_Exercise_. Copy out the Korean Air passage below word for word, keeping its wording, spelling and punctuation unchanged.

Mr Park took a leave of absence to recover from a psychological trauma. And when he returned to work in May of last year, Korean Air demoted him from cabin crew chief to flight attendant, citing what it called his poor English. He and his lawyers said the demotion was an illegal retaliation against his whistleblowing.

Korean Air denied the charge. “There has been no discrimination or unfairness against him,” the company said in a statement for this article. “We dealt with his case strictly according to our regulations.”

Outrage

The episode set off outrage in South Korea, where many harbour deep misgivings about the perceived arrogance of the families who control the country’s major conglomerates. A Korean Air executive has been convicted of pressing the flight’s crew to lie to government investigators to protect Ms Cho.

Ms Cho, who was fired by her father after her scandal erupted, was sentenced to one year in prison in 2015 on charges of violating aviation safety laws. She was freed three month later after an appeals court judge reduced and suspended her prison term.

_Supplied data_.
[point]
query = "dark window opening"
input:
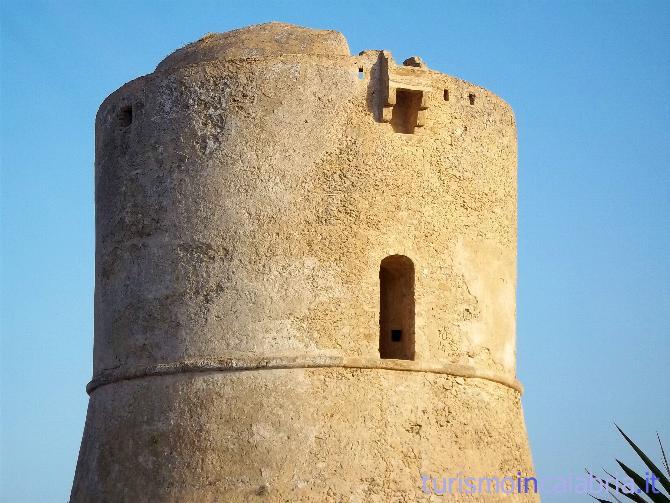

_Written solution_.
Mr Park took a leave of absence to recover from a psychological trauma. And when he returned to work in May of last year, Korean Air demoted him from cabin crew chief to flight attendant, citing what it called his poor English. He and his lawyers said the demotion was an illegal retaliation against his whistleblowing.

Korean Air denied the charge. “There has been no discrimination or unfairness against him,” the company said in a statement for this article. “We dealt with his case strictly according to our regulations.”

Outrage

The episode set off outrage in South Korea, where many harbour deep misgivings about the perceived arrogance of the families who control the country’s major conglomerates. A Korean Air executive has been convicted of pressing the flight’s crew to lie to government investigators to protect Ms Cho.

Ms Cho, who was fired by her father after her scandal erupted, was sentenced to one year in prison in 2015 on charges of violating aviation safety laws. She was freed three month later after an appeals court judge reduced and suspended her prison term.